[Brief] Give a verbatim repeat of the lines that run from the line containing "on the second" to the end of the data below.

[Source information]
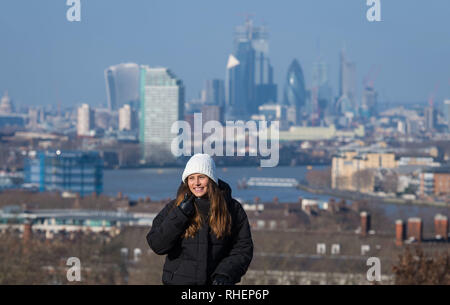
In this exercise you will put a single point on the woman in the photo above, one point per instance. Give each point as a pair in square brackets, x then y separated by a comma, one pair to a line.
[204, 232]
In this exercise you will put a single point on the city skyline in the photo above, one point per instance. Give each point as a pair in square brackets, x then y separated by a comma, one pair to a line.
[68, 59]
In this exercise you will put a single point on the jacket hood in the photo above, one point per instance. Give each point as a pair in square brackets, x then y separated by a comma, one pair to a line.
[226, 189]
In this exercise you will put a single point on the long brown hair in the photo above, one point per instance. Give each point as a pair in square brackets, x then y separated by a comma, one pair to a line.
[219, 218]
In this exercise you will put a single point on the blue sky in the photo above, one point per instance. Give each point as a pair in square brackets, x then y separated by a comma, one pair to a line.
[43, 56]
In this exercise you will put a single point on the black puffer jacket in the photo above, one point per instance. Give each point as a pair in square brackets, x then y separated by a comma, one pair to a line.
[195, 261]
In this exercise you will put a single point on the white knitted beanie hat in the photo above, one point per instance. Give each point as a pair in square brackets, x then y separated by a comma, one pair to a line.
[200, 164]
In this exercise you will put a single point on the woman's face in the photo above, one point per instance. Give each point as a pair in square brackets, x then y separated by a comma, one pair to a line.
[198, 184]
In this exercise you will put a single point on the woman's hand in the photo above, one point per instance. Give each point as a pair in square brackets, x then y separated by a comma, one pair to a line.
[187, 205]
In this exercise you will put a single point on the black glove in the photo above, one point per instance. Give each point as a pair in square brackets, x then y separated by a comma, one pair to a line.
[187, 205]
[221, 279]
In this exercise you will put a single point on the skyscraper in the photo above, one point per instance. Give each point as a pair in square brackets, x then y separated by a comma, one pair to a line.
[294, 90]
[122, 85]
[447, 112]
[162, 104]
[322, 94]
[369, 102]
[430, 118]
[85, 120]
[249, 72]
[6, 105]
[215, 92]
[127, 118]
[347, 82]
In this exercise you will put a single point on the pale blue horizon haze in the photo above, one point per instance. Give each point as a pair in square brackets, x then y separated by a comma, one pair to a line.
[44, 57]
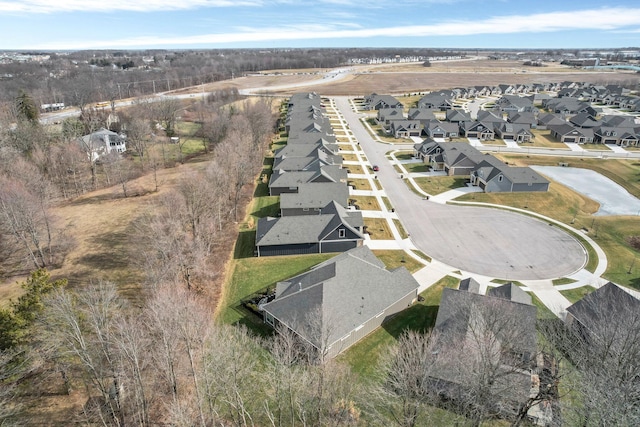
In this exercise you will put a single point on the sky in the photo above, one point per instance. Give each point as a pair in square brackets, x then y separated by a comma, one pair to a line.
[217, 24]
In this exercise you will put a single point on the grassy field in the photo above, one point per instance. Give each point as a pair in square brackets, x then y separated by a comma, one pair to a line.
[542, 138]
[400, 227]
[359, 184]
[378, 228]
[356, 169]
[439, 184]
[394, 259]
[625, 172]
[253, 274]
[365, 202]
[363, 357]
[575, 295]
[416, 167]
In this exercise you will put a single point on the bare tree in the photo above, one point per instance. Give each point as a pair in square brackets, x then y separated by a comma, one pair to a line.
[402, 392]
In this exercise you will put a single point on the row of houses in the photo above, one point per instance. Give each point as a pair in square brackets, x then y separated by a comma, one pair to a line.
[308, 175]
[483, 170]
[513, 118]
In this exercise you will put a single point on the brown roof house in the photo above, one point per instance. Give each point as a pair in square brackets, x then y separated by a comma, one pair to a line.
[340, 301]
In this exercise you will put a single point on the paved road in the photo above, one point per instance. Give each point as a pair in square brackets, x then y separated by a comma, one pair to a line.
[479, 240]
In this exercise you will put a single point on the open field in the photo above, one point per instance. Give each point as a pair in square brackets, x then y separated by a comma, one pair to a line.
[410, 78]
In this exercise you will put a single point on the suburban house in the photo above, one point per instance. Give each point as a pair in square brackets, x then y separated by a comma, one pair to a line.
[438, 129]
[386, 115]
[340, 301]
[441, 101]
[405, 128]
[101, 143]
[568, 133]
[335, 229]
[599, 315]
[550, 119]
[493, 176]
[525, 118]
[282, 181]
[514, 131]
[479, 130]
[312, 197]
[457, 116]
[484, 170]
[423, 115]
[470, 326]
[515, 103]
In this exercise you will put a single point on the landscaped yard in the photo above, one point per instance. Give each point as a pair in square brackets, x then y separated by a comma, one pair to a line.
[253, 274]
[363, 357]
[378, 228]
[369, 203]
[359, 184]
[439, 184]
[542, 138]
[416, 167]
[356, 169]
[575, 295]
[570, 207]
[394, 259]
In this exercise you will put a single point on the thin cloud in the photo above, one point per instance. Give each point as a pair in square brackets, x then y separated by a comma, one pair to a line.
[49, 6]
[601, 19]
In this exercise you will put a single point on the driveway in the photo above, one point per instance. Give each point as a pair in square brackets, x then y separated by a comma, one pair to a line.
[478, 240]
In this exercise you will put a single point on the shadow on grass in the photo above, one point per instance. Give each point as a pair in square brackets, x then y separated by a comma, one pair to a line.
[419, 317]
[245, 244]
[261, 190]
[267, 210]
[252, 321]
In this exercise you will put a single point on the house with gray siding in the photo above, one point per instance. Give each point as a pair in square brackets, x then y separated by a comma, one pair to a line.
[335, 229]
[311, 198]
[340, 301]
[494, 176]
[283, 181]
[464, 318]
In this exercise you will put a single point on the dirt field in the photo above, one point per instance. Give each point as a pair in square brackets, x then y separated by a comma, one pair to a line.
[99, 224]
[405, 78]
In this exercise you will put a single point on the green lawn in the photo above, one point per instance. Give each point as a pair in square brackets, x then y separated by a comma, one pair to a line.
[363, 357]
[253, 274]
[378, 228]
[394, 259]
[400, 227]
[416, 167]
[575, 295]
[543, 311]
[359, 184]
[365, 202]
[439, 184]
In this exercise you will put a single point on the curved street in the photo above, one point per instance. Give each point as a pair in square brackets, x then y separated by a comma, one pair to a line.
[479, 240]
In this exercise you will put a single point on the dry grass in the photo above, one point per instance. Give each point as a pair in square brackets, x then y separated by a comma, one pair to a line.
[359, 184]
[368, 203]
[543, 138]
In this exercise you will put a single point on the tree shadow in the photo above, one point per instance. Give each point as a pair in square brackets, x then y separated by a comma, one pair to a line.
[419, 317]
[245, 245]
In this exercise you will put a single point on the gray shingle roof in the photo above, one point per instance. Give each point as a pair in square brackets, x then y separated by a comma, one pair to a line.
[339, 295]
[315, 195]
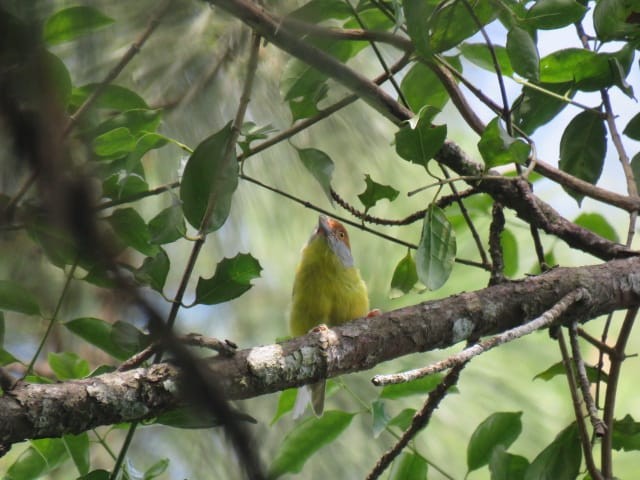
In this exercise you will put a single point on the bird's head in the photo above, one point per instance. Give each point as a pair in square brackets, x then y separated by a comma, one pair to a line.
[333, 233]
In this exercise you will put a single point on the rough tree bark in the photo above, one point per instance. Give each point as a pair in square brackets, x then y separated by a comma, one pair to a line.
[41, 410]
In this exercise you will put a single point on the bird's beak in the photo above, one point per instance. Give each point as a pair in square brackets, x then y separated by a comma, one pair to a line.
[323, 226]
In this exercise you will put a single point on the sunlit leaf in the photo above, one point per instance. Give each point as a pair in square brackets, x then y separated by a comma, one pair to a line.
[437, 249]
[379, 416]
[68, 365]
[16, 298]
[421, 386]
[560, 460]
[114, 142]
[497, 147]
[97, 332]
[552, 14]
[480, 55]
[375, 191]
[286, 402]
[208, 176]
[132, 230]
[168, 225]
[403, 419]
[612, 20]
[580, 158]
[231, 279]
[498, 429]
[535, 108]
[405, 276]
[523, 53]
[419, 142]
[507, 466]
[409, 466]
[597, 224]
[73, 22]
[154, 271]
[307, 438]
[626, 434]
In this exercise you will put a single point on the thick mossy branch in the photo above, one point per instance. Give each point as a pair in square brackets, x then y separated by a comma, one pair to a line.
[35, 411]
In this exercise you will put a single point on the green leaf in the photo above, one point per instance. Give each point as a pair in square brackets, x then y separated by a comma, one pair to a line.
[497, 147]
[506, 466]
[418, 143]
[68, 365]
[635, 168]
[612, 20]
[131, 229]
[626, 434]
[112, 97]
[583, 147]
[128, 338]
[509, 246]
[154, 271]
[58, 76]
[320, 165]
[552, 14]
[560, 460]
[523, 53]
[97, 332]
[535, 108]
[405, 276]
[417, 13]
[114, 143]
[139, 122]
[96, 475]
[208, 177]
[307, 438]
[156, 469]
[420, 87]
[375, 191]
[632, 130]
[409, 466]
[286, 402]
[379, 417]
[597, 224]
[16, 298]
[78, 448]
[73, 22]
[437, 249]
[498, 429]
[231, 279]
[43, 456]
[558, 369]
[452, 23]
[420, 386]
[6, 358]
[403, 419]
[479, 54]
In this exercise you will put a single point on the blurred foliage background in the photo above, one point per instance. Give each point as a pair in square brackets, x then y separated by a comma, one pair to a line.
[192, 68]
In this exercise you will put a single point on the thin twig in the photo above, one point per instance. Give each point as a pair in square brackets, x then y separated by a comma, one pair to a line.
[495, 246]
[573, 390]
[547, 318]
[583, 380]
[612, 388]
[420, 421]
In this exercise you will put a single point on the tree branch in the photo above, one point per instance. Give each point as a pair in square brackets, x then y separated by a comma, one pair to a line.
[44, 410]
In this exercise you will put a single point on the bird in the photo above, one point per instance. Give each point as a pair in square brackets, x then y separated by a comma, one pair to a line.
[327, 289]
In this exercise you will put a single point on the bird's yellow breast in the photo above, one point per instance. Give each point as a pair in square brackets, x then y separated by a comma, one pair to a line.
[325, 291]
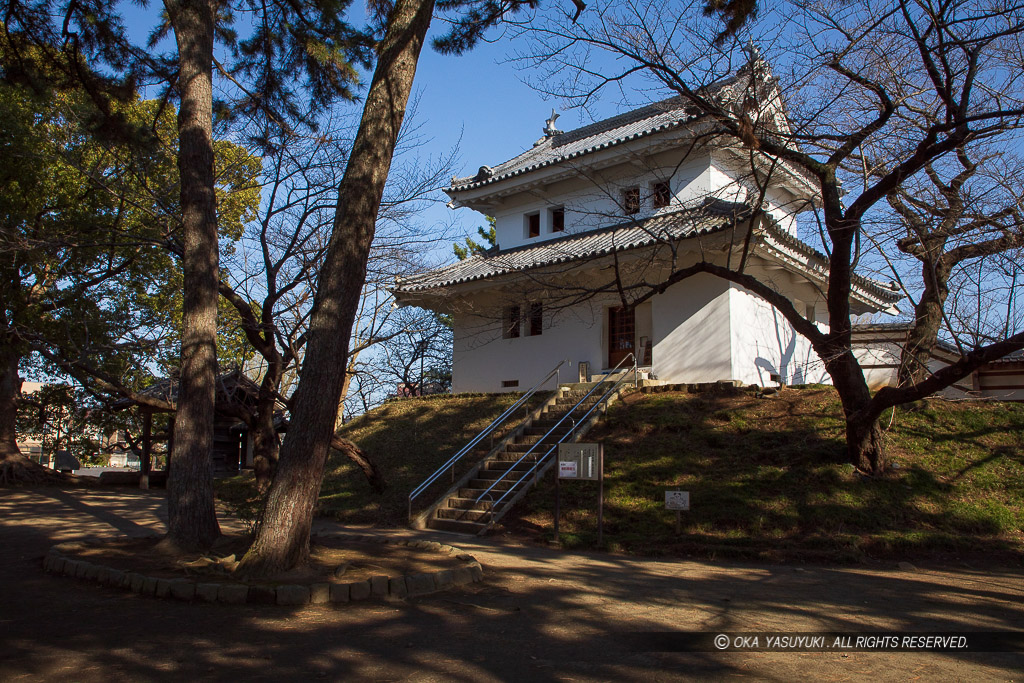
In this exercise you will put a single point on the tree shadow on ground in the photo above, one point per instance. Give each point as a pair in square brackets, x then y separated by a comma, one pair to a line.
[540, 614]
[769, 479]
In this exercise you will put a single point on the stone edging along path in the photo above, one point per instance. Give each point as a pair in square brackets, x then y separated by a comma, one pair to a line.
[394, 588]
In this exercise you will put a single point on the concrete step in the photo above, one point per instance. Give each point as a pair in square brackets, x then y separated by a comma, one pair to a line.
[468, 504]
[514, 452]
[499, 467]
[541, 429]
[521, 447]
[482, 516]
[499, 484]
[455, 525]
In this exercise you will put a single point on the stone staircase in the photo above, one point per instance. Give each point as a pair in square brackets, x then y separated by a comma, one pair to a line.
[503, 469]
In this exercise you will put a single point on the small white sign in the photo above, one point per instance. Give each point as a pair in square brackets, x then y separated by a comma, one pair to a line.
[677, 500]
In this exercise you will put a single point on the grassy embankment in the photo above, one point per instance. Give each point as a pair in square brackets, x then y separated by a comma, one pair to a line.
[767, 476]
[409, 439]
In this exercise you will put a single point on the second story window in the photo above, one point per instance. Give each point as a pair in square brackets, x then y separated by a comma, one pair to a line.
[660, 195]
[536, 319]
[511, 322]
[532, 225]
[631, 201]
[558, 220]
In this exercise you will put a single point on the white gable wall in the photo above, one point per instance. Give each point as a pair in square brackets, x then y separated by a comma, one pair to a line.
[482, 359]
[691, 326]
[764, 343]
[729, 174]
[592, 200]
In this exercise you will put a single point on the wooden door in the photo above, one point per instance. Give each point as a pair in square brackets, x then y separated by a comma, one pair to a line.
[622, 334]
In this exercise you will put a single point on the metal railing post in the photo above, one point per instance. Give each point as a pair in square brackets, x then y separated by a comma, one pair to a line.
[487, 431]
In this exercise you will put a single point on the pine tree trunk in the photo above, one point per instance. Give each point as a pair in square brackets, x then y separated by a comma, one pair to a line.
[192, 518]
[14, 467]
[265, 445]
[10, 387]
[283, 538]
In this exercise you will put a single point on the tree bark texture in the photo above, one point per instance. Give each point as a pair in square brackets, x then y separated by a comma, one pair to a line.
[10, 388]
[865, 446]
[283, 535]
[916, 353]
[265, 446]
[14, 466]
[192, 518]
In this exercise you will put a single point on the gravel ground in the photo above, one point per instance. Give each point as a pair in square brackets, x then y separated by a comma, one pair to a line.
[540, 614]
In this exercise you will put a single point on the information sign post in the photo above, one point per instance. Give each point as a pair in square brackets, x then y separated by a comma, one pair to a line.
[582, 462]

[Written solution]
In this exercise you will put a single point on the second story window in the photo above, one point per instance. Give each point as a pair in square brackets, x then y separated by a comma, one pair to a line.
[660, 195]
[536, 319]
[511, 322]
[532, 225]
[631, 201]
[558, 220]
In this exercise you will put a single point on the white gable wall in the photo above, one point per instance. Give each point as a pair in square brackets, x then y separated by a comma, one pair to a line.
[482, 359]
[691, 326]
[764, 343]
[729, 174]
[592, 200]
In this exercise you will put a single point on the wooden door in the photo above, one point per instance. Give each point as a pair in square brackets, x then y separated by a comma, one pair to a line.
[622, 334]
In this exercise you will put a single point on the metal railing post in the photo above, one point per instance. Give each point as a pair in square brackets, x then y separated by a comma, one pair to a line.
[487, 431]
In this exercise you will put a single point on the pine tree trunk in the photo above, one point per instance. Give each point as a pair in square brackets, x then y separated by a comma, one pair to a line.
[192, 518]
[14, 467]
[265, 445]
[10, 387]
[283, 538]
In this exercise you will put a single point on the tree bark texture in the photo above, one point per instance. Give each point as a pair in square brackets, x then y separated by a comma, one pair to a line.
[10, 388]
[865, 446]
[283, 535]
[916, 353]
[265, 446]
[14, 466]
[192, 518]
In this exercise you will put a single point on the gravel ground in the photo above, one point per instance. Give each point as a pair in square brackets, x then y separated by a comma, one pair to a line.
[540, 614]
In this exercise you will put a single point on the information sign post in the photo above, one point per instance. Give each point as a pair in square brackets, x then y separated by a comma, one pair to a line.
[582, 462]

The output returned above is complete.